- [Document section]:
*** Begin section ***

As always, Seattle Symphony's Conductor Emeritus Ludovic Morlot chose a thought provoking and unusual program for his first return to the Benaroya stage since 2019. Long enraptured with French Baroque music, British composer, pianist and conductor Thomas Adès channels the 17th and 18th centuries in his Three Studies from Couperin (2006) for chamber orchestra, with his arrangements of the French composer’s Pièces de Clavecin.

*** End section ***

- [Exercise requirements]:
• A. Convert the part of the stored data records that opens with the line containing "The document below" and closes with the line containing "positive clicks: (57, 13)" into a Markdown table with the columns n and Line, one row per line, skipping blank lines.
• B. Carry on the concert review of the Seattle Symphony program from the point where it stops.

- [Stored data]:
*** Begin section ***

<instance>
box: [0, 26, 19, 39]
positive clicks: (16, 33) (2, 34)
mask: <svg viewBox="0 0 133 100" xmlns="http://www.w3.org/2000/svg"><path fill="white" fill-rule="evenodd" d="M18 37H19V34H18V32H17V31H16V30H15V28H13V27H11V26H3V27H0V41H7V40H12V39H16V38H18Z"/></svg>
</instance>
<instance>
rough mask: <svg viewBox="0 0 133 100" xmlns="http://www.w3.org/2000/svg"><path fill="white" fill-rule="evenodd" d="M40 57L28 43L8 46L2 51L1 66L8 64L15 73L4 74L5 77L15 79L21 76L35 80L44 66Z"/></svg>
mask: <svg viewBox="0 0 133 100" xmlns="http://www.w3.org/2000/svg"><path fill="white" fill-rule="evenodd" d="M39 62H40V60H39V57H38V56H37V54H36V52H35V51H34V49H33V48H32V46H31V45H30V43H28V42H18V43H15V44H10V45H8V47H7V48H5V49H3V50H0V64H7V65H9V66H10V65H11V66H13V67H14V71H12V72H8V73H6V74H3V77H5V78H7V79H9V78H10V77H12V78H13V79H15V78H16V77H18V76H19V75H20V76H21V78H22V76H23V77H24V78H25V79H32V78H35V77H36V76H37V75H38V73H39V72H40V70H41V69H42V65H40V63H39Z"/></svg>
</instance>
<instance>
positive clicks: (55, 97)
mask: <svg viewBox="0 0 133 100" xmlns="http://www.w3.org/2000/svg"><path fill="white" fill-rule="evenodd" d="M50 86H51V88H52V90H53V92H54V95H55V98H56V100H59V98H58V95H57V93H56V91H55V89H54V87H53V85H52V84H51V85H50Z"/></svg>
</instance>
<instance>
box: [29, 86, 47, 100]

*** End section ***
*** Begin section ***

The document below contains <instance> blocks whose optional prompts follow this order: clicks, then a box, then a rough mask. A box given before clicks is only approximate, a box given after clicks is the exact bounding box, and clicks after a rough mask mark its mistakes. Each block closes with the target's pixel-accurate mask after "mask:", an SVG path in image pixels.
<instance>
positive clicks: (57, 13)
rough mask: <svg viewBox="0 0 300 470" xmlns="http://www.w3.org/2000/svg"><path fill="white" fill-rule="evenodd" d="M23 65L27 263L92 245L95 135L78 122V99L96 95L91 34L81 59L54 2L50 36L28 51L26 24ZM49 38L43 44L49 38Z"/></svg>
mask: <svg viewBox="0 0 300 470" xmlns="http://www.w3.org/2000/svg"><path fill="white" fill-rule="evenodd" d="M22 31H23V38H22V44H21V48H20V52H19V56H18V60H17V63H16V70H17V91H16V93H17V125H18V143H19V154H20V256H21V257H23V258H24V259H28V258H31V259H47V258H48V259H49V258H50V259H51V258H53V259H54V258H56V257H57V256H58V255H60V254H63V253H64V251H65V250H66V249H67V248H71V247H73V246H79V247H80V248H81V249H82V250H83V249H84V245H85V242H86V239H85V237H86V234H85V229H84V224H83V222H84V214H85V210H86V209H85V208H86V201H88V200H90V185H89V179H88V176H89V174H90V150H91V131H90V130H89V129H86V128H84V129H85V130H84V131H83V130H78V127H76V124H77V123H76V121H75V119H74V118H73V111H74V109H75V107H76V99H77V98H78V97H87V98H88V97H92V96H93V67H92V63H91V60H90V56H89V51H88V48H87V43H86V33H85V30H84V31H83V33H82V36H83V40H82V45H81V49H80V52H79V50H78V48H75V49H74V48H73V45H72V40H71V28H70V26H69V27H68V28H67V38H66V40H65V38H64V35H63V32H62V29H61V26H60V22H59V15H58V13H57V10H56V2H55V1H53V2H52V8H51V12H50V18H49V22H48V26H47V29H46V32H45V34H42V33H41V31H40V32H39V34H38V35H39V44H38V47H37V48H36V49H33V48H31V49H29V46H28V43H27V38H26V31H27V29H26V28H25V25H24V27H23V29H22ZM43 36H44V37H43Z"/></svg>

*** End section ***

- [Replies]:
• A.
| n | Line |
|---|---|
| 1 | The document below contains <instance> blocks whose optional prompts follow this order: clicks, then a box, then a rough mask. A box given before clicks is only approximate, a box given after clicks is the exact bounding box, and clicks after a rough mask mark its mistakes. Each block closes with the target's pixel-accurate mask after "mask:", an SVG path in image pixels. |
| 2 | <instance> |
| 3 | positive clicks: (57, 13) |

• B.
Ludovic Morlot conducts the Seattle Symphony © James Holt | Seattle Symphony
Ludovic Morlot conducts the Seattle Symphony
© James Holt | Seattle Symphony

The sparsely orchestrated couplets in the first movement, Les Amusemens, reflect the voices of the harpsichord, with charming Baroque turns, alto and bass flutes adding unusual interest. Next, Les Tours des Passe-passe (Sleight of Hand), focuses on instruments in the upper registers: violins with harmonics and pizzicati to impart quirkiness and delicacy; and Rototoms, 20th-century drums with metal frame and no shell. Copland-like complex rhythmic bites add to the contemporary atmosphere. The final L'Âme-en-Peine (The Tormented Soul), is languid and heavier, with emphasis on the lower strings, alto flute, and bass drum. Morlot underscored the subtle dissonances and elegance of all three pieces with understated gestures and some appealing dance movements on the podium.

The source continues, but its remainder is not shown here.